Document section:
— begin —

AUTHORSTATS Tool

This tool calculates some statistics based on a set of Internet Drafts or RFCs. The statistics include distributions according to draft versions, working groups, countries, companies, authors, etc.

The statistics are available here for various IETF documents.

Additional statistics can be run on different document sets by downloading the tool and running it on the documents. Usage:

Output will be consist of a set of html and jpg files.

The software assumes availability of "gnuplot" and "convert" programs in the path.

Quality

The technical term that experts like to use for the level of quality achieved by this tool is "crap". The quality of the output is almost completely reliant on what "getauthors" provides. And its very hard to measure its success rate, because computers are not good at understanding natural language*, and because I did not have time to read all the drafts.

We know that the visible rate of failures is relatively small, just a handful of drafts fails completely, and out of those most drafts have forgotten to include an author section. But its much harder to say what is invisibly broken. For instance, we know that "getauthors" does not retrieve more than the first author in a multi-column author section. Also, the country and company information is based on several imprecise processes, including: (1) Correct detection of author definition patterns in the drafts. (2) Recognition of country names based on abbreviations, which sometimes gets confused when, for instance, in "CS Department" the "CS" gets interpreted as a country abbreviation for Czeckoslovakia. (3) In the absence of explicit country information, a guess is made based on either the know location of the e-mail domain, or the whois data associated with that domain. However, a company may reside in country 1 even if it uses a domain from country 2, and there may be employees in several countries.

— end —

Record set:
— begin —

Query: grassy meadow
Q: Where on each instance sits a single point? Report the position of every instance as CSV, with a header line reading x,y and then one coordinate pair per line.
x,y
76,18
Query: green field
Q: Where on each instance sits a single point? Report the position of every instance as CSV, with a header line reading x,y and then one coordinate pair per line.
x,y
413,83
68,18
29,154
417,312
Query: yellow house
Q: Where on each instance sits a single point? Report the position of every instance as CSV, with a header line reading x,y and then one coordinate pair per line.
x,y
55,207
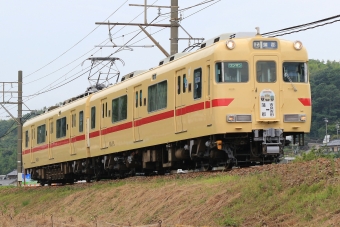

— end —

Request: Pull out the entire AUTHORSTATS Tool text, word for word. The lines have nothing to do with the AUTHORSTATS Tool text.

Solution below:
AUTHORSTATS Tool

This tool calculates some statistics based on a set of Internet Drafts or RFCs. The statistics include distributions according to draft versions, working groups, countries, companies, authors, etc.

The statistics are available here for various IETF documents.

Additional statistics can be run on different document sets by downloading the tool and running it on the documents. Usage:

Output will be consist of a set of html and jpg files.

The software assumes availability of "gnuplot" and "convert" programs in the path.

Quality

The technical term that experts like to use for the level of quality achieved by this tool is "crap". The quality of the output is almost completely reliant on what "getauthors" provides. And its very hard to measure its success rate, because computers are not good at understanding natural language*, and because I did not have time to read all the drafts.

We know that the visible rate of failures is relatively small, just a handful of drafts fails completely, and out of those most drafts have forgotten to include an author section. But its much harder to say what is invisibly broken. For instance, we know that "getauthors" does not retrieve more than the first author in a multi-column author section. Also, the country and company information is based on several imprecise processes, including: (1) Correct detection of author definition patterns in the drafts. (2) Recognition of country names based on abbreviations, which sometimes gets confused when, for instance, in "CS Department" the "CS" gets interpreted as a country abbreviation for Czeckoslovakia. (3) In the absence of explicit country information, a guess is made based on either the know location of the e-mail domain, or the whois data associated with that domain. However, a company may reside in country 1 even if it uses a domain from country 2, and there may be employees in several countries.